▶ [WHAT IS REQUIRED]:
Convert the stretch of lines from the one containing "If you would be willing to indicate the tall" through the end of the lines below into a Markdown table with two columns, Row and Line. Give each line its row number, and leave out blank lines.

▶ [DATA FOR PROCESSING]:
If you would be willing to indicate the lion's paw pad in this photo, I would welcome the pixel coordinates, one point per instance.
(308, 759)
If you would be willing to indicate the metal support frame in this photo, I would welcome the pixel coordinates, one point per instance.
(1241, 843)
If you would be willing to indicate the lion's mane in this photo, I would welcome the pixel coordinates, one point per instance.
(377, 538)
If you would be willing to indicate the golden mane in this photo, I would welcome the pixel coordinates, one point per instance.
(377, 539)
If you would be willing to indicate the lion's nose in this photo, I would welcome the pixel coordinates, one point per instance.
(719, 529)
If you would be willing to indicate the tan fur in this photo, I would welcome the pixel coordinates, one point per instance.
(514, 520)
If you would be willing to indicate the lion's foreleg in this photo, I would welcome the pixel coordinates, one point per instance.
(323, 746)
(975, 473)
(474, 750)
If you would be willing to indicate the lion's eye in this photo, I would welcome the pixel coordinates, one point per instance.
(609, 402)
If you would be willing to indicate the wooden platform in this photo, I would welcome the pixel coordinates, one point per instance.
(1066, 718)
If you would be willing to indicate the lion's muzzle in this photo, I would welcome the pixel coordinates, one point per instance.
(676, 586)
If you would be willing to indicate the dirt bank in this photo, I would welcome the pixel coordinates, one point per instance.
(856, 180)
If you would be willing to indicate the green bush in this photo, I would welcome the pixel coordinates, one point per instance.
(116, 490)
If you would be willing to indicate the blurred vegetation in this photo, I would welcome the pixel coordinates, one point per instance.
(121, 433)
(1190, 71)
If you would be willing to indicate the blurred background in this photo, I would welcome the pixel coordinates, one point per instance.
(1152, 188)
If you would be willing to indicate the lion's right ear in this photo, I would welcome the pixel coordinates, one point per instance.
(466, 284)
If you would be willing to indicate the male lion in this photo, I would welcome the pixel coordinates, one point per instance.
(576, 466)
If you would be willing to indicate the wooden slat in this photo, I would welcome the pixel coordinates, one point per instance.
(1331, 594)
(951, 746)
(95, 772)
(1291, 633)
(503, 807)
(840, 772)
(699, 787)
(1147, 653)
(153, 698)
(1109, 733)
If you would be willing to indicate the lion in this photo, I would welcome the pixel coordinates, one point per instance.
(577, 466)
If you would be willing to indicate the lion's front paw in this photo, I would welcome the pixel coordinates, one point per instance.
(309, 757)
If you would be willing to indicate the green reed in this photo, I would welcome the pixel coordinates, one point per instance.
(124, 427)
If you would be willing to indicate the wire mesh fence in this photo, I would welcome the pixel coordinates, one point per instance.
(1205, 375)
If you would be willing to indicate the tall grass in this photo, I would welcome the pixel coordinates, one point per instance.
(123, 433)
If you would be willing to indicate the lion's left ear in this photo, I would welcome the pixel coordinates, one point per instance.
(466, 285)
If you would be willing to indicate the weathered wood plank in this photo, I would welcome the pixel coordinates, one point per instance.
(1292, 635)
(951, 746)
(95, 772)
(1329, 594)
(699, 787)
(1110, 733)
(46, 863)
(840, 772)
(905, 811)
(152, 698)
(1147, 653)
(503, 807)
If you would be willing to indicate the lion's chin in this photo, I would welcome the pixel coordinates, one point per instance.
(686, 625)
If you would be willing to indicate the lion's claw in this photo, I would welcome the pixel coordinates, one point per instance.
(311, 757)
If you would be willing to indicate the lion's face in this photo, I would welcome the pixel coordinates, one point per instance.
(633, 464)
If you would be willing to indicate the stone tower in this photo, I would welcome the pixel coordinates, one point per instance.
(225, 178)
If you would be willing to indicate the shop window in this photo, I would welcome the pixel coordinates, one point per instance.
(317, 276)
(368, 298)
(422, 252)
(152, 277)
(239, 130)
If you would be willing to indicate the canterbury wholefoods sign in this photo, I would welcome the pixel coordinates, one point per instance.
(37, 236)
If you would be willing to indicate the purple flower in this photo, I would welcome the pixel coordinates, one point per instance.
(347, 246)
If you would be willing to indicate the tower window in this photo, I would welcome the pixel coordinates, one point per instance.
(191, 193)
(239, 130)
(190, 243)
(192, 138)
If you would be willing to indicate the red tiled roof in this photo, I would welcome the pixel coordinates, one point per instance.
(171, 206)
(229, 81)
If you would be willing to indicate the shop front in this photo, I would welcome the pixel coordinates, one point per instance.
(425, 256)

▶ [THE ANSWER]:
| Row | Line |
|---|---|
| 1 | If you would be willing to indicate the tall grass in this photo, I would welcome the pixel coordinates, one point per instance. |
| 2 | (123, 433) |
| 3 | If you would be willing to indicate the lion's left ear in this photo, I would welcome the pixel coordinates, one point per instance. |
| 4 | (466, 285) |
| 5 | If you would be willing to indicate the weathered wood plank in this photo, I would welcome the pixel coordinates, one point per instance. |
| 6 | (1292, 635) |
| 7 | (951, 746) |
| 8 | (95, 772) |
| 9 | (1329, 594) |
| 10 | (699, 787) |
| 11 | (1110, 733) |
| 12 | (46, 863) |
| 13 | (840, 772) |
| 14 | (905, 811) |
| 15 | (152, 698) |
| 16 | (1147, 653) |
| 17 | (503, 807) |
| 18 | If you would be willing to indicate the lion's chin in this photo, I would welcome the pixel coordinates, one point per instance. |
| 19 | (686, 625) |
| 20 | If you would be willing to indicate the lion's claw in this photo, I would welcome the pixel coordinates, one point per instance. |
| 21 | (311, 757) |
| 22 | If you would be willing to indicate the lion's face in this photo, I would welcome the pixel coordinates, one point per instance. |
| 23 | (633, 464) |
| 24 | If you would be willing to indicate the stone tower in this photo, I would welcome the pixel coordinates, one point per instance. |
| 25 | (225, 178) |
| 26 | If you would be willing to indicate the shop window in this photo, I would welcome the pixel coordinates, one point per instance. |
| 27 | (317, 276) |
| 28 | (368, 298) |
| 29 | (422, 252) |
| 30 | (152, 277) |
| 31 | (239, 130) |
| 32 | If you would be willing to indicate the canterbury wholefoods sign in this photo, I would welcome the pixel coordinates, one point per instance. |
| 33 | (37, 236) |
| 34 | If you would be willing to indicate the purple flower in this photo, I would welcome the pixel coordinates, one point per instance. |
| 35 | (347, 246) |
| 36 | If you would be willing to indicate the tower window in this photo, I would welcome the pixel coordinates, one point per instance. |
| 37 | (191, 193) |
| 38 | (239, 130) |
| 39 | (190, 243) |
| 40 | (192, 138) |
| 41 | If you would be willing to indicate the red tiled roof in this photo, I would welcome the pixel coordinates, one point per instance. |
| 42 | (171, 206) |
| 43 | (229, 81) |
| 44 | If you would be willing to indicate the shop front in this photo, I would welcome the pixel coordinates, one point per instance. |
| 45 | (425, 256) |